Problems and tasks:
(A) From the blog post about being away on deployment, copy the part starting at "I miss my wife" and ending at "back with her.".
(B) In the blog post about being away on deployment, what kind of weather does the writer now describe?
(C) Continue the blog post about being away on deployment, picking up after its last line.

Worth the Pain and Hurting
It would be an understatement to say that I was more unhappy with this half of the tour...Since I came back from R&R, that is...Than I was to originally come out here. I was warned that this half would be worse...Especially the first month to six weeks. I can see why. Everything irritates me more than normal. I am fed up with the weather...(Which has taken a 180 degree turn from when I first arrives in country by the way...It is now cold and rainy...Yes rainy.). I hate the the way that even though nothing has changed, everything seems different somehow. And worst of all...I have been back in country about a week and it seems like it's been month.
Beyond that, my kids seem to be having a harder time this time around than the first. At least that is the impression I am getting from home. My daughter especially. I think it is because she is older...At the age now where things like Daddy not being around makes more sense...And she gets that something is not right. She, and my Son, will be fine...I know...But it makes it hard when I hear them crying over the phone and there is nothing I can do to help.
I miss my wife more than I thought...Earlier than I thought. That sounds bad, I know...But in our situation, we learn to deal with being apart. Yes, we miss each other when we are separated, but we learn to live with it as part of our lives. This time, though...I don't know...I just really feel like part of me stayed back in Maryland...And it hurts. I can't wait for June...To be back with her.

Items:

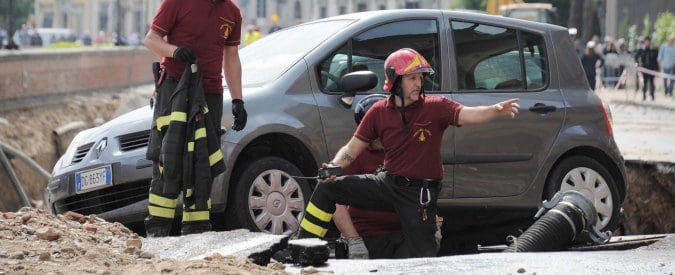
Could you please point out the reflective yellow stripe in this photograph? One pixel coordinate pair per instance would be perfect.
(208, 204)
(161, 212)
(195, 216)
(175, 116)
(318, 213)
(215, 157)
(200, 133)
(162, 201)
(313, 228)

The replies:
(A)
I miss my wife more than I thought...Earlier than I thought. That sounds bad, I know...But in our situation, we learn to deal with being apart. Yes, we miss each other when we are separated, but we learn to live with it as part of our lives. This time, though...I don't know...I just really feel like part of me stayed back in Maryland...And it hurts. I can't wait for June...To be back with her.

(B) Cold and rainy.

(C)
And this brings me to my next point...When I get back, it is going to be a busy time. It will be the summer time and my wife and the kids will be on vacation. (She's a teacher, and they're...Well...Kids...It's summer time after all.) I intend to take as much leave as my unit will let me. I will have a lot of time to make up with my family. Shortly after I get back my wife and I are scheduled to go to a friend's wedding...In the Outer Banks, North Carolina...At the beach.
My wife has gone into "I need a Wedding at the Beach body" diet and exercise mode. She is my absolute hero when it comes to the dedication she displays when she puts her mind to her diet and exercise. Mostly because when it comes to that, I have the attention span of a fruit fly.
However...She has inspired me to get my hind quarters in gear and get back into the gym. If you have been reading this series for a while you will know that I made a comment a while back about those people that spend all their spare time in the gym and counting their caloric intake to the seventeenth decimal place. I am NOT one of those guys. I have decided, though, to get back into the gym on a more regular basis.
I used to go to the gym regularly. I worked twelve hour shifts when I was stationed in Denver, and we were given two hours during each shift to work out. I would go with my friend and we would actually have a decent workout. I looked pretty decent. Then I became a recruiter and they expected me to work 18 hour days and then work out on my own time...Yeah, right! Then I pretty much came straight over here...And I have not been as motivated to go to the gym here either.
I think it was the low pressure atmosphere of having that work out buddy in Denver...Coupled with the friendly competition we provided each other...That made it seem less like a chore and more like just hanging out. I don't have that anymore...And it has effected my motivation to go.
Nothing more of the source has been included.